___ Texto fuente ___
3 «Es probable que la despoblación forestal no se extendió en Castilla hasta el reinado de los Reyes Católicos, cuando, como apuntaremos más adelante, los rebaños acrecentados de la Mesta, protegidos por la Corona, contribuyeron a tal devastación» (Klein, 1994: 315).

4 Es una versión de la idea «paisajes arruinados» (ruined landscapes) que tanto critica Oliver Rackham para interpretar la evolución ambiental del Mediterráneo (Rackham, 2001: 8-10).

5 «We must picture great droves of sheep and goats passing ruthlessly, twice yearly, along the dusty routes of the Meseta» (Evans, 1940: 176).

6 Ruiz y Ruiz, 1986, pp. 80-83. «... sostenemos que el pastoreo, sobre todo el pastoreo migratorio (trashumante), permite un uso más eficiente y rentable del campo español que el que hubiera dado la agricultura en solitario, dadas las limitaciones del terreno (...). Estamos de acuerdo con la tendencia actual de teoría económica que dice que un uso complementario del suelo es más eficiente que el ejercicio de derechos de propiedad absolutos, sean de agri-cultores o ganaderos» (Phillips & Phillips, 1997: 8; traducción propia).

7 Es notable que en el congreso de arqueología del pastoreo en el sur de Europa, que se celebró en Chiavari a finales de los años ochenta, no hubiera aún ningún artículo sobre trashumancia en España (Maggi, Nisbet y Barker, 1990-1991).

8 En España, en 1977, había 14 millones de ovinos, en comparación con los 24 millones de 1949. La ganadería produce solo un 5% del producto final agrario (PFA), cuando en Irlanda y en Reino Unido es el 35%, y en el mundo alrededor del Mediterráneo del 55% (Ortuño Pérez, 1999: 31-37).

9 Un buen estudio de las políticas públicas en Pirineos en Vaccaro, 2008, pp. 17-45.

10 Olivar y Ubach, 1998, pp. 261-263. La capitalidad y el carácter urbano de Zaragoza como centro distribuidor y productor de manufacturas hace que en la actualidad, la producción final agraria equivalga solo al 3,4% de la producción bruta de la provincia.

11 «la Pragmatica de rompimientos ha sido mui perjudicial a este Reino, cuya escasa poblacion no permite distraer los brazos ocupados en la cultura establecida para emplearlos en beneficiar las tierras nuevas de poca substancia... Todas nuestras miras se deben dirigir a mejorar el cultivo de las tierras puestas en labor, ... la agricultura intensiva es la que enriquece..., y al contrario la extensiva, donde las tierras no están en proporción con el número de cultivadores, no sirve sino para debilitar la labranza, y causar la ruina de la cria de ganado. Con estas observaciones se satisface a los especiosos argumentos de los que tanto claman contra las cabañas, ... sin reflexionar, que el vestir de lana es tan necesario como el comer, y que la agricultura floreciente se puede combinar muy bien con la crianza de ganado» (Asso, 1798: 105-106).
___
> **Instrucciones**:
a - Resume en dos oraciones las notas sobre el pastoreo.
b - Reproduce el fragmento de las notas sobre el pastoreo que va desde «7 Es notable» hasta «de la provincia.», ambos incluidos.
___ Líneas proporcionadas ___
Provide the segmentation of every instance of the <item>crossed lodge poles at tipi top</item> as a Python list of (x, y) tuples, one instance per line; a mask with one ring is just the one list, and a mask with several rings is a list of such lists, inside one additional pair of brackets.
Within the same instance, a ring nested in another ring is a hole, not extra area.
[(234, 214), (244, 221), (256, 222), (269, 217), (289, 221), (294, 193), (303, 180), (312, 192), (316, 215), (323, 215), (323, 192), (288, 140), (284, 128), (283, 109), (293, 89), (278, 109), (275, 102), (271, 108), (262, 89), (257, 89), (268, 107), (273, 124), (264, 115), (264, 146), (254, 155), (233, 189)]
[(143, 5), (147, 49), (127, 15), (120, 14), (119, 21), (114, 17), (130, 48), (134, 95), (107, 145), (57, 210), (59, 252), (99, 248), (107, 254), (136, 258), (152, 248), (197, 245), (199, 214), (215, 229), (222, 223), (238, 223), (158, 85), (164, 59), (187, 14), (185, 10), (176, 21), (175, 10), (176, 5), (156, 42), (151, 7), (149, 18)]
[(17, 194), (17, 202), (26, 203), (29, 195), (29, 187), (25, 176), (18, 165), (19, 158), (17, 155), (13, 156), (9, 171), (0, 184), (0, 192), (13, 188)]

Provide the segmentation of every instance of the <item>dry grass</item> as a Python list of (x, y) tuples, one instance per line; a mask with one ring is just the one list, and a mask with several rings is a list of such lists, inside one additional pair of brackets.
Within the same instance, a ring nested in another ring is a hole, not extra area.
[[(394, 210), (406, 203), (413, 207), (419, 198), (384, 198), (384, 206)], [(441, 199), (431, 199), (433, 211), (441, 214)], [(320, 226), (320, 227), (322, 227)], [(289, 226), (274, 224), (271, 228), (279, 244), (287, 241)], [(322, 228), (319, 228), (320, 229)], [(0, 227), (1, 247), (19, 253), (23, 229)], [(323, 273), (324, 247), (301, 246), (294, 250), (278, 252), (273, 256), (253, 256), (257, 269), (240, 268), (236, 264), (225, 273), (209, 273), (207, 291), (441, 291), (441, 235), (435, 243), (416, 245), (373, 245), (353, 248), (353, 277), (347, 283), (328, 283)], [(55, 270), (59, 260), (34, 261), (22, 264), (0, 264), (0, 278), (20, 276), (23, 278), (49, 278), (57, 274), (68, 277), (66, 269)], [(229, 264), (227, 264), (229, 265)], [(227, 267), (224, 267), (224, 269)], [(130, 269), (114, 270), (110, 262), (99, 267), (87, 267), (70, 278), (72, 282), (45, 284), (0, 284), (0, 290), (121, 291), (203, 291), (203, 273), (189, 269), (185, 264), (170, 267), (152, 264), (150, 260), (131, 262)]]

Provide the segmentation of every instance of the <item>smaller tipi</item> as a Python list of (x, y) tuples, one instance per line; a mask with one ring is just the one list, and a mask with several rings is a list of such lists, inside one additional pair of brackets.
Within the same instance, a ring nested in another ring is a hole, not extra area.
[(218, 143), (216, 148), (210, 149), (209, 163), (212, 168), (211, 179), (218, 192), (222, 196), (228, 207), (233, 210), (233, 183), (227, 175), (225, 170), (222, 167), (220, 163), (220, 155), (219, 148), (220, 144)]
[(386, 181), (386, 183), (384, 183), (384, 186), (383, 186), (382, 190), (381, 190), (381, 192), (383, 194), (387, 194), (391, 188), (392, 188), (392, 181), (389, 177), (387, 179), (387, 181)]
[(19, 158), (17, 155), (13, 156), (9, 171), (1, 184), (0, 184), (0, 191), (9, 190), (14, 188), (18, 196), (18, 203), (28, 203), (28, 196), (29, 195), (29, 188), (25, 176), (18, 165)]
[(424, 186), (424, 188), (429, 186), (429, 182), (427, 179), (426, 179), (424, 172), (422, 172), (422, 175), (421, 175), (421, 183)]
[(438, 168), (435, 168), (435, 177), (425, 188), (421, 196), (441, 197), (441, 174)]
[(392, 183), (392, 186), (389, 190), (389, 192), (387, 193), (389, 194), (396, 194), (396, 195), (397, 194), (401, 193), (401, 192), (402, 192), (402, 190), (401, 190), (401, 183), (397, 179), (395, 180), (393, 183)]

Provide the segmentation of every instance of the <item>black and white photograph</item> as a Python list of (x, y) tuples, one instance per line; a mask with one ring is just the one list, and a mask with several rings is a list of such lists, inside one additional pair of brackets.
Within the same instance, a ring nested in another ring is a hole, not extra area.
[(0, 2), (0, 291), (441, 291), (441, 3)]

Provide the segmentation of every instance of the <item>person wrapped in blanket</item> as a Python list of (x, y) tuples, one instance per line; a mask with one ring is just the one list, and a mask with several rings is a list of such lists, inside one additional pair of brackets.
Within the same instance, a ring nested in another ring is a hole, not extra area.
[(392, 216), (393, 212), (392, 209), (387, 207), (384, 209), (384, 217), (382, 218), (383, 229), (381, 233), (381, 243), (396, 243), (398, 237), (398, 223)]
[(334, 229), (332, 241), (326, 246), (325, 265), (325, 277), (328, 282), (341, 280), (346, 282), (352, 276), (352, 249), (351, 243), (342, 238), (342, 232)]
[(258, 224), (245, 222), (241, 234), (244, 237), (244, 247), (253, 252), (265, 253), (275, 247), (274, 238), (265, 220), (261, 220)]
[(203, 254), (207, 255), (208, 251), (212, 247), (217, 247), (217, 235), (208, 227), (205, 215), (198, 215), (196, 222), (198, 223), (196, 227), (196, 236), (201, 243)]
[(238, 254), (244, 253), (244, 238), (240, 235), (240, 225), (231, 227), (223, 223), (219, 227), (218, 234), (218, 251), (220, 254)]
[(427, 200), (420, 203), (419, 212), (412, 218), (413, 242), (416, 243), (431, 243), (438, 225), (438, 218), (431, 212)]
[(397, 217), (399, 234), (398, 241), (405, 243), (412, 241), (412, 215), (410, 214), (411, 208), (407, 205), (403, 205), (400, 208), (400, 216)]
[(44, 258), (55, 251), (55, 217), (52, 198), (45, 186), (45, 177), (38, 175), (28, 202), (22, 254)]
___
> **Soluciones por tarea**:
a - Las notas recogen citas que vinculan la despoblación forestal de Castilla con los rebaños de la Mesta protegidos por la Corona, junto a otras que defienden el pastoreo trashumante como un uso más eficiente del campo español que la agricultura en solitario. También aportan datos sobre la ganadería en España, donde había 14 millones de ovinos en 1977 frente a los 24 millones de 1949, y donde esta produce solo un 5% del producto final agrario.

b -
7 Es notable que en el congreso de arqueología del pastoreo en el sur de Europa, que se celebró en Chiavari a finales de los años ochenta, no hubiera aún ningún artículo sobre trashumancia en España (Maggi, Nisbet y Barker, 1990-1991).

8 En España, en 1977, había 14 millones de ovinos, en comparación con los 24 millones de 1949. La ganadería produce solo un 5% del producto final agrario (PFA), cuando en Irlanda y en Reino Unido es el 35%, y en el mundo alrededor del Mediterráneo del 55% (Ortuño Pérez, 1999: 31-37).

9 Un buen estudio de las políticas públicas en Pirineos en Vaccaro, 2008, pp. 17-45.

10 Olivar y Ubach, 1998, pp. 261-263. La capitalidad y el carácter urbano de Zaragoza como centro distribuidor y productor de manufacturas hace que en la actualidad, la producción final agraria equivalga solo al 3,4% de la producción bruta de la provincia.